What the task asks =>
Output exactly, and only, the lines below from the one with "phrase -- rear wing" down to the one with "phrase -- white cabinet". Include both end lines and no pictures.

----------

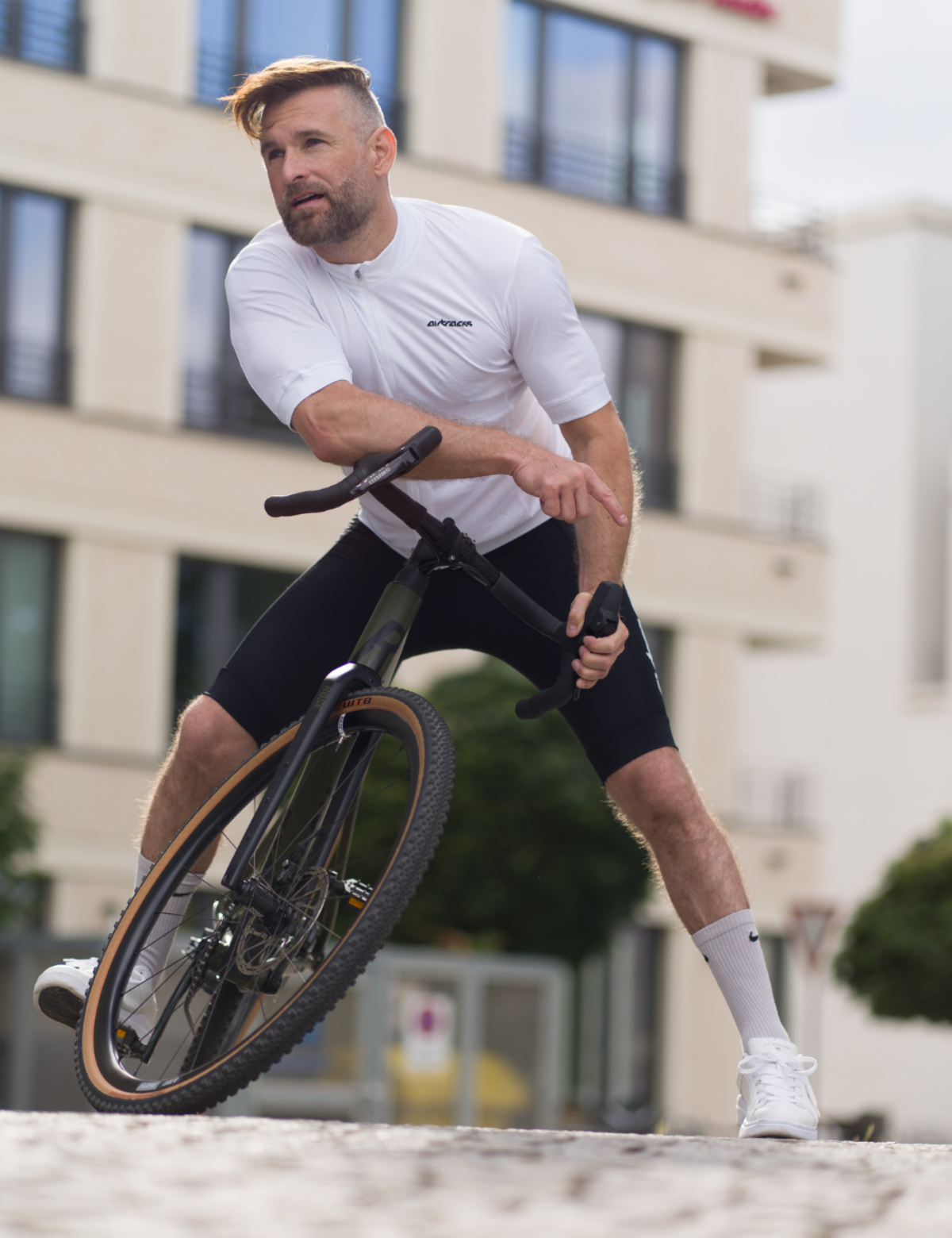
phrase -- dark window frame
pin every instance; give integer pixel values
(11, 31)
(48, 729)
(658, 473)
(394, 110)
(538, 174)
(62, 380)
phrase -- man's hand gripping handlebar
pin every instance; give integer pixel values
(374, 475)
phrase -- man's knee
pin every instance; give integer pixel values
(209, 736)
(656, 793)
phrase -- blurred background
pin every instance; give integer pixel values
(748, 199)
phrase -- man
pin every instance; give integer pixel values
(359, 320)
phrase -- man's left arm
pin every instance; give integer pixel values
(600, 440)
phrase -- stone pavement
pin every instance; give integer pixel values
(68, 1175)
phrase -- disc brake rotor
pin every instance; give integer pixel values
(262, 945)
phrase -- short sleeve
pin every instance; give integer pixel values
(285, 348)
(550, 346)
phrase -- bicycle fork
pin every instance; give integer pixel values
(373, 663)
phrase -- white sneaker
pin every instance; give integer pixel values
(777, 1100)
(61, 990)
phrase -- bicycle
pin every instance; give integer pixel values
(324, 833)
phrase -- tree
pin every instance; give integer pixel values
(532, 858)
(898, 948)
(20, 889)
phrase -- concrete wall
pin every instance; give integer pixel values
(874, 427)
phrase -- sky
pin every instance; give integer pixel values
(884, 132)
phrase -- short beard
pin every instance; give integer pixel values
(346, 212)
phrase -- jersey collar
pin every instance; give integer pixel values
(388, 263)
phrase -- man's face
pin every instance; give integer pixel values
(321, 172)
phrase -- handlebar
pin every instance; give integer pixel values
(373, 475)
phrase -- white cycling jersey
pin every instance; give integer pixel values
(463, 315)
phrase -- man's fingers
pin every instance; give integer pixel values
(605, 495)
(577, 614)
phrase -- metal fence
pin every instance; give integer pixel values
(424, 1036)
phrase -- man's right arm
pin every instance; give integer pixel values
(340, 424)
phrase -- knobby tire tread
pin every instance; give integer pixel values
(344, 970)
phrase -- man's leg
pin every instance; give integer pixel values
(207, 747)
(658, 796)
(267, 682)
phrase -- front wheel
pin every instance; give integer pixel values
(335, 872)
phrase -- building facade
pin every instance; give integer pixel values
(868, 720)
(134, 550)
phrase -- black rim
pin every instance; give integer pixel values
(298, 956)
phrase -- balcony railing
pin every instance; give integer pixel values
(33, 371)
(42, 33)
(775, 800)
(782, 222)
(609, 175)
(782, 508)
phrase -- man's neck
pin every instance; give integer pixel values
(369, 243)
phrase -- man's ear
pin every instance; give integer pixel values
(384, 150)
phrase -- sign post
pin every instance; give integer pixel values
(811, 934)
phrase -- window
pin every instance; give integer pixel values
(28, 598)
(218, 395)
(639, 364)
(33, 229)
(239, 37)
(592, 108)
(218, 605)
(42, 31)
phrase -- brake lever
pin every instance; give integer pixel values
(602, 619)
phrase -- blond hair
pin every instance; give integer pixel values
(282, 79)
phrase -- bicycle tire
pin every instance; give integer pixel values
(411, 751)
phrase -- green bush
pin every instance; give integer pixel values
(21, 890)
(898, 948)
(532, 858)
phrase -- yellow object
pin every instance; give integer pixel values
(428, 1097)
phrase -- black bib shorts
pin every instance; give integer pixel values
(313, 628)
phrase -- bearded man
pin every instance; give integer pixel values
(359, 320)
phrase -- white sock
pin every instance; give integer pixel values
(154, 956)
(732, 948)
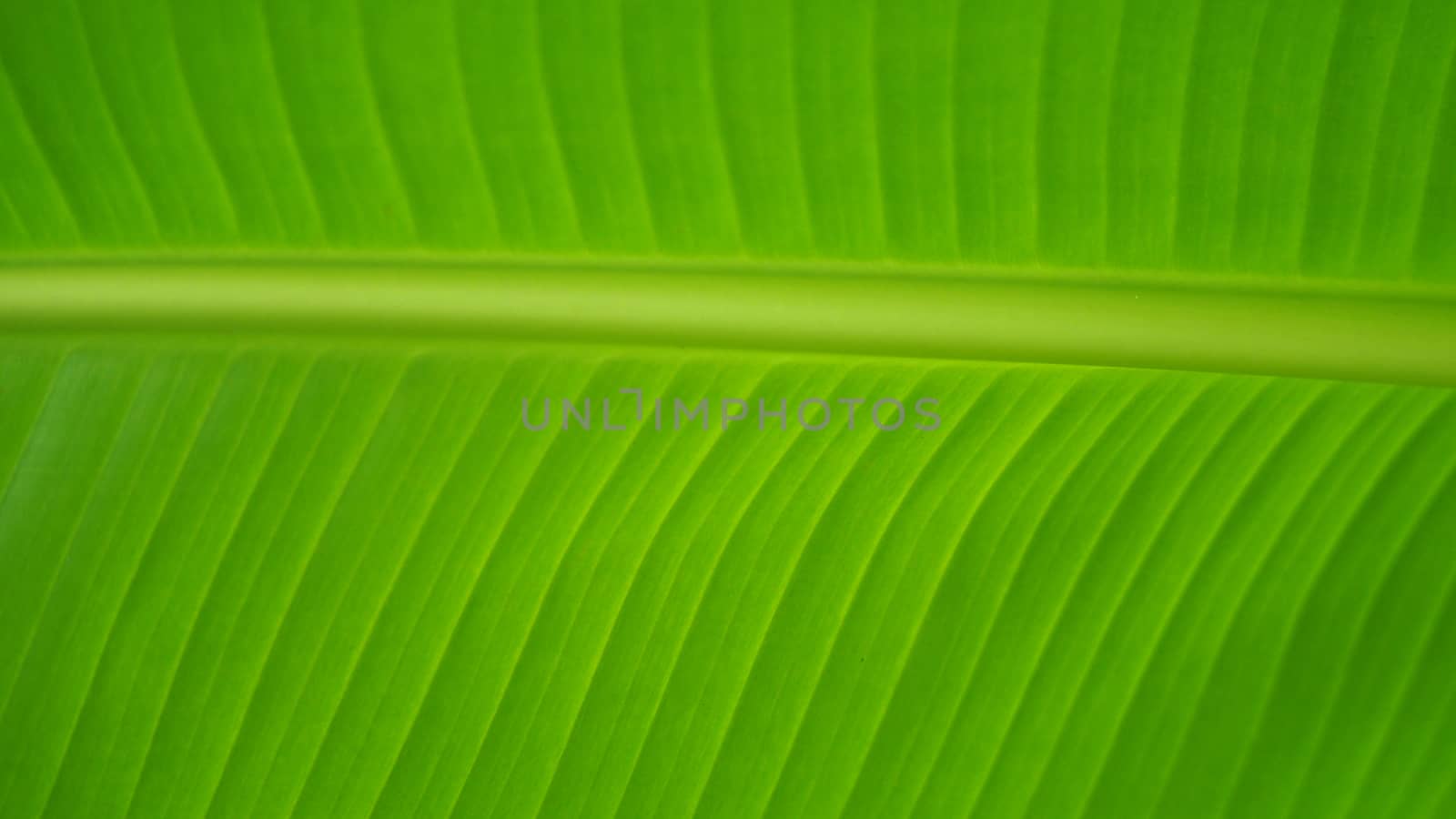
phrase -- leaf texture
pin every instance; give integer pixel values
(277, 278)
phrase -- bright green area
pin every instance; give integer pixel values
(276, 278)
(248, 579)
(1300, 137)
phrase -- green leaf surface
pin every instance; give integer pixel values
(276, 280)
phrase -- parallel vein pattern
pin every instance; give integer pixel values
(1298, 137)
(317, 579)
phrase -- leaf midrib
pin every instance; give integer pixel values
(1308, 329)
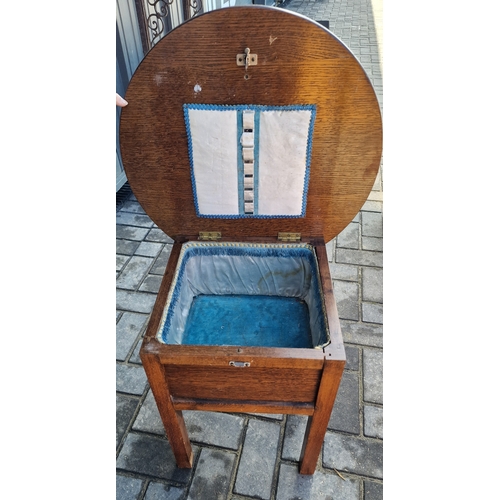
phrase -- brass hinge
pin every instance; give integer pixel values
(289, 236)
(209, 235)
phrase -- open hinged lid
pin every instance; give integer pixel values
(251, 121)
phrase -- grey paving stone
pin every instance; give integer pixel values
(372, 313)
(130, 379)
(377, 185)
(159, 236)
(359, 257)
(129, 219)
(362, 333)
(161, 261)
(294, 437)
(372, 284)
(371, 224)
(152, 456)
(151, 283)
(135, 358)
(148, 419)
(372, 375)
(131, 233)
(160, 491)
(121, 261)
(353, 454)
(149, 249)
(345, 413)
(320, 486)
(373, 491)
(132, 206)
(347, 297)
(126, 247)
(369, 243)
(256, 469)
(127, 331)
(128, 488)
(349, 237)
(344, 272)
(135, 301)
(134, 272)
(373, 421)
(219, 429)
(352, 358)
(125, 409)
(212, 477)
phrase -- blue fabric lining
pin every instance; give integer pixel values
(257, 252)
(258, 108)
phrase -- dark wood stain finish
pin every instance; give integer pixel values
(299, 62)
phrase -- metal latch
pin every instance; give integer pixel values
(209, 235)
(289, 236)
(246, 59)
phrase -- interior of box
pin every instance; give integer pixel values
(263, 295)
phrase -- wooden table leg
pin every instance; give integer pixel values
(318, 422)
(172, 419)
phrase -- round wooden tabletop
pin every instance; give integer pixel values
(299, 62)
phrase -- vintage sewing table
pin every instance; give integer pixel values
(252, 137)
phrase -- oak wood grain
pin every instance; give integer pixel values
(299, 62)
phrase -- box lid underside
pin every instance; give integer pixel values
(301, 67)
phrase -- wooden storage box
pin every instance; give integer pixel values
(252, 137)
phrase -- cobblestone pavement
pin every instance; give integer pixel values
(240, 456)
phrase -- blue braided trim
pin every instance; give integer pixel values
(258, 108)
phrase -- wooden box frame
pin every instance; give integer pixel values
(277, 380)
(301, 56)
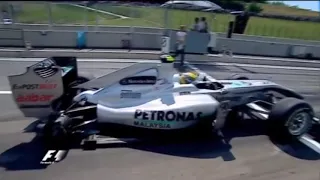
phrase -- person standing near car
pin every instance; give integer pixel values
(180, 44)
(195, 26)
(203, 25)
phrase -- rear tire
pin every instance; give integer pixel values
(289, 119)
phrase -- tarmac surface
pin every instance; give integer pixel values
(248, 155)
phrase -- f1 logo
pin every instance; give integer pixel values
(53, 156)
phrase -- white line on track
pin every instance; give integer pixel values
(155, 61)
(268, 58)
(5, 92)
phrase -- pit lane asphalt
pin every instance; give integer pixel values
(249, 155)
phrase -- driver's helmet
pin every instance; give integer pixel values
(188, 78)
(166, 59)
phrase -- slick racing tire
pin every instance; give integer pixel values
(56, 135)
(66, 100)
(290, 118)
(238, 77)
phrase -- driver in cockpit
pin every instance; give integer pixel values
(184, 78)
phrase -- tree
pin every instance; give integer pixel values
(254, 8)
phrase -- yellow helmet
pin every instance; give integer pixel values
(189, 77)
(167, 59)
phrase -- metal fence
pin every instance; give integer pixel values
(114, 14)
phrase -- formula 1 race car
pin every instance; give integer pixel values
(150, 96)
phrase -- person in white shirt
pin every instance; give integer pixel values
(203, 25)
(180, 43)
(195, 26)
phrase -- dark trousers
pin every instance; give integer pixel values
(181, 53)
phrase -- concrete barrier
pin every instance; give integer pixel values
(131, 39)
(154, 55)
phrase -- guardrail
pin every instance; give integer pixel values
(145, 38)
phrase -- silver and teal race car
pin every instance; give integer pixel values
(152, 96)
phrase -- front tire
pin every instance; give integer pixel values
(290, 118)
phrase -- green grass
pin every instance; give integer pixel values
(37, 12)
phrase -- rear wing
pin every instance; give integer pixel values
(43, 83)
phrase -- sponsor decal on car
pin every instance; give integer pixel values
(139, 80)
(34, 98)
(129, 94)
(34, 86)
(162, 119)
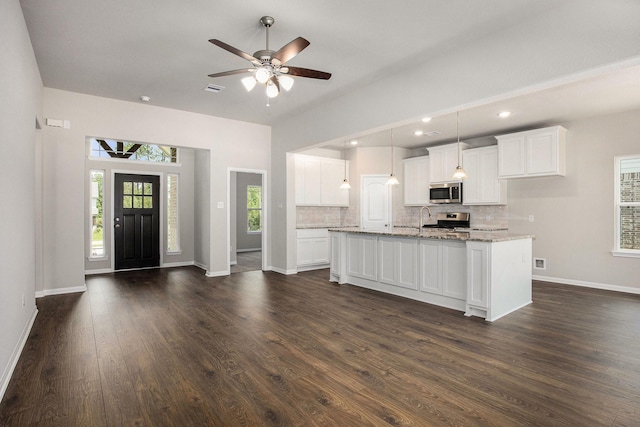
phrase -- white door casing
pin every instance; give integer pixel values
(375, 203)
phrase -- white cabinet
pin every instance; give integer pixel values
(539, 152)
(454, 274)
(498, 277)
(443, 269)
(335, 254)
(362, 256)
(398, 262)
(443, 161)
(478, 278)
(416, 181)
(318, 179)
(482, 186)
(312, 248)
(431, 266)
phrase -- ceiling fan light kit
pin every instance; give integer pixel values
(269, 66)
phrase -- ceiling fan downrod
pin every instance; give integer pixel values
(267, 22)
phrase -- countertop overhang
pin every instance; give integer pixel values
(440, 234)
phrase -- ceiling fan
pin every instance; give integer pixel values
(269, 67)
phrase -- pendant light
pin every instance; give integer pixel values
(459, 174)
(345, 183)
(392, 178)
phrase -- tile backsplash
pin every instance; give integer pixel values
(406, 216)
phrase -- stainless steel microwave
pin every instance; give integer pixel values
(448, 192)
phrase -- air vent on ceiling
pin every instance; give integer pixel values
(213, 88)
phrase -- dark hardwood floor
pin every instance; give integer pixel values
(171, 347)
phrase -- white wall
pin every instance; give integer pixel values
(227, 140)
(20, 105)
(202, 208)
(574, 215)
(539, 52)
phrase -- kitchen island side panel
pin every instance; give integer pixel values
(511, 265)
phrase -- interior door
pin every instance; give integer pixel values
(136, 221)
(376, 203)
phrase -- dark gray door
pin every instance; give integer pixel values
(136, 221)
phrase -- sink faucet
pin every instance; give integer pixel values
(422, 216)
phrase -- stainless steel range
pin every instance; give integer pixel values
(451, 220)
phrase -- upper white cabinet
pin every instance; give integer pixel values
(318, 181)
(539, 152)
(443, 160)
(482, 186)
(416, 181)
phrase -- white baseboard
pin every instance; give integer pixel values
(594, 285)
(312, 267)
(165, 265)
(282, 271)
(217, 273)
(17, 351)
(98, 271)
(61, 291)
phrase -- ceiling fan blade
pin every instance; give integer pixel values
(306, 72)
(235, 51)
(288, 51)
(232, 72)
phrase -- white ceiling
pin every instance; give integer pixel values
(160, 48)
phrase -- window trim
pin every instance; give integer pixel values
(90, 255)
(617, 251)
(179, 250)
(90, 155)
(254, 209)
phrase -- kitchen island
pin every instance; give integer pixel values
(481, 273)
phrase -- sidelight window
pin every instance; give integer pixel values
(254, 208)
(627, 215)
(96, 198)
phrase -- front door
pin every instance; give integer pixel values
(136, 221)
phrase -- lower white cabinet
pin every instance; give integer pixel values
(499, 277)
(398, 262)
(480, 278)
(362, 256)
(443, 269)
(312, 248)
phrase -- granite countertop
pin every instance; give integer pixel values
(461, 235)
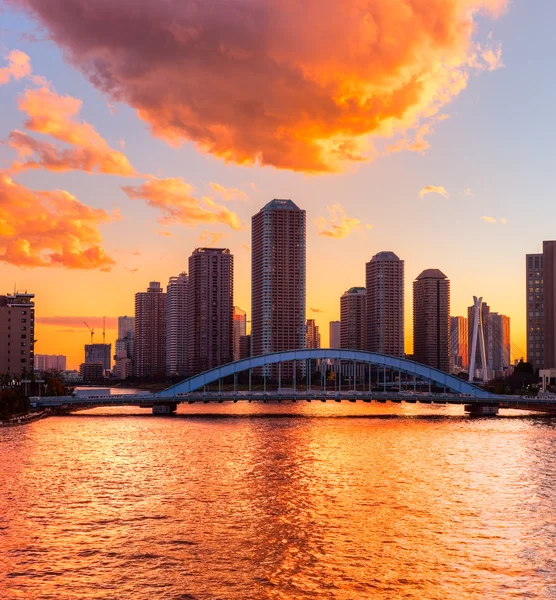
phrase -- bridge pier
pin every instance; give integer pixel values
(482, 410)
(165, 409)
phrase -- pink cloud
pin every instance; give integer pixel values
(258, 82)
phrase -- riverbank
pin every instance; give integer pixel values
(22, 419)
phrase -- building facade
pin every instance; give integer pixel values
(353, 319)
(385, 304)
(459, 344)
(17, 334)
(240, 329)
(431, 319)
(312, 334)
(534, 285)
(50, 362)
(210, 309)
(549, 304)
(278, 281)
(335, 333)
(99, 353)
(149, 357)
(499, 345)
(177, 325)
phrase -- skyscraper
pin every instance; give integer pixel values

----------

Task response =>
phrase -- rear wing
pin every instance; give integer pixel values
(43, 83)
phrase -- sponsor decal on car
pin every instance; give integer pixel values
(139, 80)
(34, 98)
(129, 94)
(34, 86)
(162, 119)
phrase -- white door casing
pin every instance; give integer pixel values
(375, 203)
phrase -- white cabinet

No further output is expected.